GOAL =
Copy every line of the data exactly, leaving nothing out.

GIVEN DATA =

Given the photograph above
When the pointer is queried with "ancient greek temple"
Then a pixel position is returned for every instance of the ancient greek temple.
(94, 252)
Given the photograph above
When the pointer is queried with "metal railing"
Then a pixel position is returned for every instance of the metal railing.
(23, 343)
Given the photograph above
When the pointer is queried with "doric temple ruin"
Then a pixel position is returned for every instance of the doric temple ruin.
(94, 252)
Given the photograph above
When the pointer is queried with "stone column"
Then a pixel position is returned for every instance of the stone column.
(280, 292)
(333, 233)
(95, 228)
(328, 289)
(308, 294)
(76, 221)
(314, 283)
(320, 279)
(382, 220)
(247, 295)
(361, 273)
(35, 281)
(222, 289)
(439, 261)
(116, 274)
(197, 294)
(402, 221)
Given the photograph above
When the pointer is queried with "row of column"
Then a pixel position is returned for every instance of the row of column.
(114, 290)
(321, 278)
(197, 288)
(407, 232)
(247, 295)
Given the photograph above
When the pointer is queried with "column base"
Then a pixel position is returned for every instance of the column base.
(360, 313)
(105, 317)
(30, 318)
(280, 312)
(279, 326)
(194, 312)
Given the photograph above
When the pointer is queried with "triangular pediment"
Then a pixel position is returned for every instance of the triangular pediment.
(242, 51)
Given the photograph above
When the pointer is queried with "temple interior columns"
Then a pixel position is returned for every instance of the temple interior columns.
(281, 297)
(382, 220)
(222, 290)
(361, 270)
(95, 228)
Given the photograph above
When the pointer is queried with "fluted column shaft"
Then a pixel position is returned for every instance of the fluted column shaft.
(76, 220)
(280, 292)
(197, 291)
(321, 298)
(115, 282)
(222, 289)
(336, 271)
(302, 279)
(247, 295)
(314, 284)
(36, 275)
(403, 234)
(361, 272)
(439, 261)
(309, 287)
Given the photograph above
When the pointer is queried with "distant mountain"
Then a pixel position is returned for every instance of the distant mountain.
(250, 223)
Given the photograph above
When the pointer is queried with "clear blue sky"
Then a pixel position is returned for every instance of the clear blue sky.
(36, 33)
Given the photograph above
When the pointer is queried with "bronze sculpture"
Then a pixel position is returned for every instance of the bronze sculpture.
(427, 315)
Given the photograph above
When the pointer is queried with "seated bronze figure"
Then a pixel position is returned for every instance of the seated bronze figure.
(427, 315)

FINAL RESULT =
Given the photograph above
When the pointer is queried with "ancient greek temple"
Then a pixel position is returned for every instance of the ancient greek temple.
(94, 252)
Given the photograph above
When the pointer is queried with "metal railing"
Then a pixel position is returned for every instance of the metal railing.
(23, 343)
Given the photograph above
When the pointer is queried with "doric temple ruin"
Then a pixel position is returned for every instance of the doric temple ruin.
(94, 252)
Given the photograph above
When the pointer is queried with "stone column"
Then a pixel position is returned for every instance of the stone column.
(280, 292)
(333, 233)
(95, 228)
(328, 289)
(308, 294)
(76, 221)
(314, 283)
(320, 279)
(382, 220)
(247, 295)
(361, 273)
(35, 281)
(222, 289)
(439, 261)
(116, 274)
(197, 294)
(402, 221)
Given the photograph above
When the pointer is queried with "row of column"
Then a pixel position is returned for every instance of the row of column.
(114, 290)
(321, 278)
(197, 288)
(407, 232)
(247, 295)
Given the photograph above
When the pointer is queried with "column base"
Then a pixel position is returned for every instance of the column base.
(360, 313)
(105, 317)
(30, 318)
(280, 312)
(279, 326)
(194, 312)
Given the photograph above
When the pointer is queried with "triangular pediment"
Then a pixel position is returned for every instance of the triangular pediment.
(242, 51)
Given the photograph above
When the pointer is queried with "temple interior columns"
Then a pixel position is returned for every instance of the temple interior columns.
(281, 297)
(382, 220)
(222, 290)
(361, 270)
(95, 228)
Given the photograph above
When the pointer is queried with "fluted column shaft"
Then a pixel position is returned for every instance of the fluted column shaft.
(76, 220)
(280, 292)
(197, 291)
(321, 298)
(115, 282)
(222, 289)
(336, 271)
(302, 279)
(247, 295)
(314, 284)
(36, 275)
(403, 234)
(361, 272)
(439, 261)
(309, 287)
Given the photograph above
When the pointer is queried with "distant mountain"
Then a pixel position is returned for every instance of the distant mountain.
(250, 223)
Given the photograph above
When the pointer is queried with "clear blue sky"
Then a pixel position is returned for every instance of the clear blue sky.
(36, 33)
Given the photograph above
When the pointer is queried with "bronze sculpture"
Then a pixel position is returned for every instance of the bronze sculpture.
(427, 315)
Given the photograph above
When the pointer is queried with "seated bronze figure"
Then a pixel position is returned for every instance of the seated bronze figure.
(427, 315)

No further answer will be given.